Rows from a dataset
================

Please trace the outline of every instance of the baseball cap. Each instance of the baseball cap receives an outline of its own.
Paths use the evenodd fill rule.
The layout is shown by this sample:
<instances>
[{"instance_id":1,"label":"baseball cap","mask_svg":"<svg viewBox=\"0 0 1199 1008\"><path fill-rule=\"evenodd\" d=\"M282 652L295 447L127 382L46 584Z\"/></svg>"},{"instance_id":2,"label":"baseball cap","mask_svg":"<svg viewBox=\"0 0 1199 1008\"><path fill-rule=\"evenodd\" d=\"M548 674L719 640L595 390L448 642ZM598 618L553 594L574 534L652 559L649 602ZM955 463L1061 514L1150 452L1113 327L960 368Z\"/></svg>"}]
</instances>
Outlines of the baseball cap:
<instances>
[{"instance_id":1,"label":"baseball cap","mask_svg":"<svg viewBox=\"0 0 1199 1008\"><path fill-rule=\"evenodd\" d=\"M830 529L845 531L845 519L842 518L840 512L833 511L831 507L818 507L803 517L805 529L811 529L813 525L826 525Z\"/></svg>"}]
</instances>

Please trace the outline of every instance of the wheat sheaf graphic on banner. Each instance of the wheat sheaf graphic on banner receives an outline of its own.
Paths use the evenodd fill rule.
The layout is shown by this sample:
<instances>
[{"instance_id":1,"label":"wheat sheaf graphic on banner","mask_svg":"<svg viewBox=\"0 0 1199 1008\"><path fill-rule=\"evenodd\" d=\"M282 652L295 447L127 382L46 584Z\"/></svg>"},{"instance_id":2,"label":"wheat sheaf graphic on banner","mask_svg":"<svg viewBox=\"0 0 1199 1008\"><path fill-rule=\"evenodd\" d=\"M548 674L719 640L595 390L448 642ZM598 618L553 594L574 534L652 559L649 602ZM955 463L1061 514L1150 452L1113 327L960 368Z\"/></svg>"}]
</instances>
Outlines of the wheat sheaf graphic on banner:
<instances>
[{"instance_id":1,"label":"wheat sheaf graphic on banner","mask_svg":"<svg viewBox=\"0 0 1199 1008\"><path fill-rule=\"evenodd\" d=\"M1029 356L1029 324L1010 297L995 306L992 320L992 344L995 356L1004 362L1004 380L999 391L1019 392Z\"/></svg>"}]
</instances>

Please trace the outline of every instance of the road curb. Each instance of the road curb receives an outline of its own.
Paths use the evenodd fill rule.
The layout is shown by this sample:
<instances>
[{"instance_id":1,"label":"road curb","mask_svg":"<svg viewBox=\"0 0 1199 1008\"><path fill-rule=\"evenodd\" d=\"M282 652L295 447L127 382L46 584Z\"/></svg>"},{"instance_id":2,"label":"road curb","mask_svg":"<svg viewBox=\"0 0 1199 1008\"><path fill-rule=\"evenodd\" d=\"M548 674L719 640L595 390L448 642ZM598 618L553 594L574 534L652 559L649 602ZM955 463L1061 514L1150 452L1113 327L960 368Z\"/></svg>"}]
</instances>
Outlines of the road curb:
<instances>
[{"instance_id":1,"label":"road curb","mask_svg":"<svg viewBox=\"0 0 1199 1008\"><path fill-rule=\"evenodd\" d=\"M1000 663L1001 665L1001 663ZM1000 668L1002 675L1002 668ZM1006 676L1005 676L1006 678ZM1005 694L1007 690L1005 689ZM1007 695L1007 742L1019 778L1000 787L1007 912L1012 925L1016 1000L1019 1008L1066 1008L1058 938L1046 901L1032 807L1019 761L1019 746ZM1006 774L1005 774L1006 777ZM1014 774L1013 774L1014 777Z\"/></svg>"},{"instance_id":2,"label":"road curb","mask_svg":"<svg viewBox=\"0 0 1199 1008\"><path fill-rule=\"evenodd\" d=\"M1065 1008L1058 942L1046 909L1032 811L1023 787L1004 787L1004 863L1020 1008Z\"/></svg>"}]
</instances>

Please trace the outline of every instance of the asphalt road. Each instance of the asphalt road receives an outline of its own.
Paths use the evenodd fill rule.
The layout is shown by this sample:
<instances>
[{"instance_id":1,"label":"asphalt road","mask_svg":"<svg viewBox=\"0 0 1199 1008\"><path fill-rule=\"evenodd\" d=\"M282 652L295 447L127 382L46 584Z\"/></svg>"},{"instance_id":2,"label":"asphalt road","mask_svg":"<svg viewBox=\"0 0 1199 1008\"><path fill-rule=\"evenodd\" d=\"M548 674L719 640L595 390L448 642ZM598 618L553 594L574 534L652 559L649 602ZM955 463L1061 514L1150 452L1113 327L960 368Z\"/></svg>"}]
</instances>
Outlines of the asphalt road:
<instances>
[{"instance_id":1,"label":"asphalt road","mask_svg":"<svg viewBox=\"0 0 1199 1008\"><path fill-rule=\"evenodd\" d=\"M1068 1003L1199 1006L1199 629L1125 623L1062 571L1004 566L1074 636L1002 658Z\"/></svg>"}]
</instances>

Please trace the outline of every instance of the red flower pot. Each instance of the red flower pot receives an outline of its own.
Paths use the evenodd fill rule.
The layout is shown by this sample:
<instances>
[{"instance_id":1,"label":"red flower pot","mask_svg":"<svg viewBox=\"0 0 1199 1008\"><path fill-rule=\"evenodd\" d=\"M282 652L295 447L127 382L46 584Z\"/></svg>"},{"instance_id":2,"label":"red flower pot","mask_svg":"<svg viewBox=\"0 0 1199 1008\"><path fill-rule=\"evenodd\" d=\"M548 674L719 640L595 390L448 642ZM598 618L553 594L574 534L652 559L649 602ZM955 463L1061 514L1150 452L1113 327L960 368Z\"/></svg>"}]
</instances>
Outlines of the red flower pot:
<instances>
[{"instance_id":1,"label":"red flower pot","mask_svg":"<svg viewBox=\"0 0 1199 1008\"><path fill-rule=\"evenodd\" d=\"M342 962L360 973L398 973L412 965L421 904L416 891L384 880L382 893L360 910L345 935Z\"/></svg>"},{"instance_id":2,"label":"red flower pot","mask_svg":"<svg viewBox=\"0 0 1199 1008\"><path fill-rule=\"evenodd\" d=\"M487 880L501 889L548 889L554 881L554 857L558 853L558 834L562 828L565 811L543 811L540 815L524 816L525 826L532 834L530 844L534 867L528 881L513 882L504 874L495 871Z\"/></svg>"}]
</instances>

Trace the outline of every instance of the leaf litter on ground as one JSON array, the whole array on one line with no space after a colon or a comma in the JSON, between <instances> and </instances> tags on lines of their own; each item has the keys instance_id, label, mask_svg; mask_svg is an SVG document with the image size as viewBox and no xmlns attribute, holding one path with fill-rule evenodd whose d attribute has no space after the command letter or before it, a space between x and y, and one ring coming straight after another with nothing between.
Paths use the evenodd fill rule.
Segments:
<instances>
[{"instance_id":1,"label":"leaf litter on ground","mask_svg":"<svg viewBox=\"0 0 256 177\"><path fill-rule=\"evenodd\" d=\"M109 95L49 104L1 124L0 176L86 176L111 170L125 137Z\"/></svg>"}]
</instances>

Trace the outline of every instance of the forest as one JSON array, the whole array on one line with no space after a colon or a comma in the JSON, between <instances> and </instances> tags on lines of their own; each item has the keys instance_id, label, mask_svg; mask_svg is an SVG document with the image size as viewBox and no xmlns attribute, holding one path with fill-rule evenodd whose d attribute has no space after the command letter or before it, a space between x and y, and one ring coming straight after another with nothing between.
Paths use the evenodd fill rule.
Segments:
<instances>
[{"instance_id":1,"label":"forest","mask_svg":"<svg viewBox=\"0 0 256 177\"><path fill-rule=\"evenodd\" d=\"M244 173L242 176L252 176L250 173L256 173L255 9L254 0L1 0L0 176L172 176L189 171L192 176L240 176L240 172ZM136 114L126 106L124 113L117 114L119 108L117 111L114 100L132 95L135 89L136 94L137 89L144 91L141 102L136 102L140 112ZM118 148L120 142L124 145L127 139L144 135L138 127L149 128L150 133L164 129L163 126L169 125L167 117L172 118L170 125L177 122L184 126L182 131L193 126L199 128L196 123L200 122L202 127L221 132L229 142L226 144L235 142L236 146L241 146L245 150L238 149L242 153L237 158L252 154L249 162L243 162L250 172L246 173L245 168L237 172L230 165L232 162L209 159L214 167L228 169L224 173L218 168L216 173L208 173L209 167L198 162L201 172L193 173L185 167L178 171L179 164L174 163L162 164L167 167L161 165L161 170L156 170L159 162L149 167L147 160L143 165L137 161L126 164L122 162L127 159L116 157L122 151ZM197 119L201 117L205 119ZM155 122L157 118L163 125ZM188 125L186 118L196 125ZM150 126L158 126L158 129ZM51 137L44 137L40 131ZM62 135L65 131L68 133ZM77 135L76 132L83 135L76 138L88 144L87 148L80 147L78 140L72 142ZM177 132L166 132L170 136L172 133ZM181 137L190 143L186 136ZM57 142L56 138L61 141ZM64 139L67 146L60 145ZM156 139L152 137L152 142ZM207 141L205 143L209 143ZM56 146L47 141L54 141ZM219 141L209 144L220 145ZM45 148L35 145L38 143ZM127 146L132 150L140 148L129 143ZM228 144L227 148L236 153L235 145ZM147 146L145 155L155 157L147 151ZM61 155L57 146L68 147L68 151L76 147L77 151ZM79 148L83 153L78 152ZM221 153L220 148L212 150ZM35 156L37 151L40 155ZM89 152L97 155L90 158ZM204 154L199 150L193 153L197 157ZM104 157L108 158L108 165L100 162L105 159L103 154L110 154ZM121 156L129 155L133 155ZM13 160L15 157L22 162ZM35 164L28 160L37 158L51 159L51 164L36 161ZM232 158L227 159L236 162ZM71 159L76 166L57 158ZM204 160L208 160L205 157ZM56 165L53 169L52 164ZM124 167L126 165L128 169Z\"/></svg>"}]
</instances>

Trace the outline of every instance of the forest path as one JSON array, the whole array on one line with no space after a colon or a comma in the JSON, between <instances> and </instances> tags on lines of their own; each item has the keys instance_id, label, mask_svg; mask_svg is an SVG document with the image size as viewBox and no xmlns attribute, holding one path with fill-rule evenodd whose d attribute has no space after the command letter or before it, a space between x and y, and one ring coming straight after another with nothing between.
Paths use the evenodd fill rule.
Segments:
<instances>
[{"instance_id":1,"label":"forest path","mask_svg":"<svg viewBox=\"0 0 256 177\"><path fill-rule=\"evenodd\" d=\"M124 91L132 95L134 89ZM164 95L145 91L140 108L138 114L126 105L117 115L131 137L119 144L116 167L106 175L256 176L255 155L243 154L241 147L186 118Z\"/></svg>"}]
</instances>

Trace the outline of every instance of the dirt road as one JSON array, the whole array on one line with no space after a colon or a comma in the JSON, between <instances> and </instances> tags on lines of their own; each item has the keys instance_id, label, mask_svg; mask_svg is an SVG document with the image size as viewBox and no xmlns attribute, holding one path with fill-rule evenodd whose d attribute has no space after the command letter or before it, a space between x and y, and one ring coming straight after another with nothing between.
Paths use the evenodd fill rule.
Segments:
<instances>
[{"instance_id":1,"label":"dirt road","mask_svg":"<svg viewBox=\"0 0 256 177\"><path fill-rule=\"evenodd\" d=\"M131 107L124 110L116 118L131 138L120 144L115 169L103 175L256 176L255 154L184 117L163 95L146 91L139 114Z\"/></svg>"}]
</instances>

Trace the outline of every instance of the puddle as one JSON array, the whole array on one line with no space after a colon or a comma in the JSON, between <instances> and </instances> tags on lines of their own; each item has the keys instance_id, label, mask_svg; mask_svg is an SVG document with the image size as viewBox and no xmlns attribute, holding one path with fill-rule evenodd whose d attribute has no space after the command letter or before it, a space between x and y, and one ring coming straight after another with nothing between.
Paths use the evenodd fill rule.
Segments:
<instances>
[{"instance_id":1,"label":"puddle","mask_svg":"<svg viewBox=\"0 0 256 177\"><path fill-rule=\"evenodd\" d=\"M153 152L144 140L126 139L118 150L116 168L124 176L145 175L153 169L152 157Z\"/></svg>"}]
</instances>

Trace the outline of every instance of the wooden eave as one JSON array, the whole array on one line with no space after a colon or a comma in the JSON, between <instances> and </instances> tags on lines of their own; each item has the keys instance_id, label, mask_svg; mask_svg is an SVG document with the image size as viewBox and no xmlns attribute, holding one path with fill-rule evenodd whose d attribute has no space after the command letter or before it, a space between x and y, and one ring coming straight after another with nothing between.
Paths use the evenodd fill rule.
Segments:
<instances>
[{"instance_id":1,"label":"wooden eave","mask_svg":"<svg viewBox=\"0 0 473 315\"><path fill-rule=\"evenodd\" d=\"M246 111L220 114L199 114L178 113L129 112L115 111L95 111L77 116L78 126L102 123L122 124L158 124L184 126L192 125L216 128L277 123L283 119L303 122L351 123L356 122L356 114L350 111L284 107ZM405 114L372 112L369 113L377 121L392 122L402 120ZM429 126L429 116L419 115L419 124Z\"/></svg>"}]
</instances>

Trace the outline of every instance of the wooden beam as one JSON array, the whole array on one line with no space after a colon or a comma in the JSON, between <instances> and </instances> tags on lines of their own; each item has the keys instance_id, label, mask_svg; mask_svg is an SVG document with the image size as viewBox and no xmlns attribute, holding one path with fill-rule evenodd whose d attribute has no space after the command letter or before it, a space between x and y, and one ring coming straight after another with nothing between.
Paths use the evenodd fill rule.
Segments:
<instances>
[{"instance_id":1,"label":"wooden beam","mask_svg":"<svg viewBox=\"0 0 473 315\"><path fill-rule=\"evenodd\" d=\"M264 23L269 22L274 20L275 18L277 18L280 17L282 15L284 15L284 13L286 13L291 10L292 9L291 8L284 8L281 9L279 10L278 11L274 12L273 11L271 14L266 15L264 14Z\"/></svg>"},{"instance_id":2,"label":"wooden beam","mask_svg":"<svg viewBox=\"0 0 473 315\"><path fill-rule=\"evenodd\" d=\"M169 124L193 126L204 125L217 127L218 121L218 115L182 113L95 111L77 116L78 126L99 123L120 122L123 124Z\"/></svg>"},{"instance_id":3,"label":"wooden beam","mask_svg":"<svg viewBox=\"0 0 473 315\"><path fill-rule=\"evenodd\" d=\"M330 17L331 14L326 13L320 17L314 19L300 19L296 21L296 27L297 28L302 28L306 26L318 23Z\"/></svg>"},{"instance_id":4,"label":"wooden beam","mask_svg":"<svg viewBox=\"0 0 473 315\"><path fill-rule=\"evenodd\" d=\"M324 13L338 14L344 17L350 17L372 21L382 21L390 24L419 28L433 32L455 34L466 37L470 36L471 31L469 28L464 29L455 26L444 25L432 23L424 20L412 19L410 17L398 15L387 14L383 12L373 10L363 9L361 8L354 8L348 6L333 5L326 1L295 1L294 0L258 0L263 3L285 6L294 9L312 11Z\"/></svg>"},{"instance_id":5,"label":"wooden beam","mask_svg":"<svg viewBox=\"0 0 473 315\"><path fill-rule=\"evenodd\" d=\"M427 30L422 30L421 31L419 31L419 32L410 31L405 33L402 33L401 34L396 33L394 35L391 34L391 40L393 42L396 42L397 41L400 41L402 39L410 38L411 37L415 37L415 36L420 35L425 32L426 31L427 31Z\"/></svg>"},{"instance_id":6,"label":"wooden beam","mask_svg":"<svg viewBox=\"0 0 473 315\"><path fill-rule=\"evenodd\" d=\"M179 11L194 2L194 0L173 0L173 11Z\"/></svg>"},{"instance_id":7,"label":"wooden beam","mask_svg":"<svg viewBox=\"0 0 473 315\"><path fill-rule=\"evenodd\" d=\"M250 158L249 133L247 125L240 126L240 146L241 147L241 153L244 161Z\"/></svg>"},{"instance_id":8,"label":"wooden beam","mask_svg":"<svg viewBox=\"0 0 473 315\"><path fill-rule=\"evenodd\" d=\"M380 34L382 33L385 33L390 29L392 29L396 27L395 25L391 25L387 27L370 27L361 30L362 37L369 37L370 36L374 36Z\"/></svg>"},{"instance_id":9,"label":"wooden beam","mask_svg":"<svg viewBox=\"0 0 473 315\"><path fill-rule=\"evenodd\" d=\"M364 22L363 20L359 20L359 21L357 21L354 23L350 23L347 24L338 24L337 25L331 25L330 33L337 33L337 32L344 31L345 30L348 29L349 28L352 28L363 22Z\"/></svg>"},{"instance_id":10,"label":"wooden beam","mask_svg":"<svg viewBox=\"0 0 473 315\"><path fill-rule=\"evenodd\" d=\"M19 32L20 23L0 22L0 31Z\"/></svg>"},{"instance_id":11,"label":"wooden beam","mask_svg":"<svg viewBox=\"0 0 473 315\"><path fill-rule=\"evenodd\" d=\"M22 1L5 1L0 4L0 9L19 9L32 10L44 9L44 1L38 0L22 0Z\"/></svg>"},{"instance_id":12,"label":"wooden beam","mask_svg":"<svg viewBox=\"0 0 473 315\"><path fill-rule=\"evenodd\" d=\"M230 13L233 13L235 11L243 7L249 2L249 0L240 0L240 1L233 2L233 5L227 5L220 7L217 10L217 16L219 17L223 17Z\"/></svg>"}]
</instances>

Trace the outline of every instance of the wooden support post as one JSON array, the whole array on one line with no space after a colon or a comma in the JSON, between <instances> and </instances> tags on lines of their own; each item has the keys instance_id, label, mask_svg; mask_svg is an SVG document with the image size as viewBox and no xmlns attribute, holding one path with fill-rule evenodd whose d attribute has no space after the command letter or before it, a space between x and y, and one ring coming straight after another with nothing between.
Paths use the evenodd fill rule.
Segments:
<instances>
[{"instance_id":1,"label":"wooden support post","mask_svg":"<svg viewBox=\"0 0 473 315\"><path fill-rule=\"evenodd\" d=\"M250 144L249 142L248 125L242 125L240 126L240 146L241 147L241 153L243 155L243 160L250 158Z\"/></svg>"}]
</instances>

================

What you have to do:
Can you give the material again from the line with "Trace the outline of every instance of the wooden support" through the end of the material, substituting "Outlines" for "Segments" and leaving everything else unchanged?

The result:
Trace the outline of every instance of the wooden support post as one JSON array, the whole array on one line with no space after a colon or a comma in the JSON, between <instances> and </instances> tags on lines of their own; each item has the keys instance_id, label, mask_svg; mask_svg is an SVG document with the image size as viewBox and no xmlns attribute, holding one path with fill-rule evenodd whose d attribute has no space after the command letter or before it, a space between x and y, and one ring coming straight after another with nothing between.
Paths use the evenodd fill rule.
Outlines:
<instances>
[{"instance_id":1,"label":"wooden support post","mask_svg":"<svg viewBox=\"0 0 473 315\"><path fill-rule=\"evenodd\" d=\"M250 144L249 142L248 125L242 125L240 126L240 146L241 147L241 153L243 155L243 160L250 158Z\"/></svg>"}]
</instances>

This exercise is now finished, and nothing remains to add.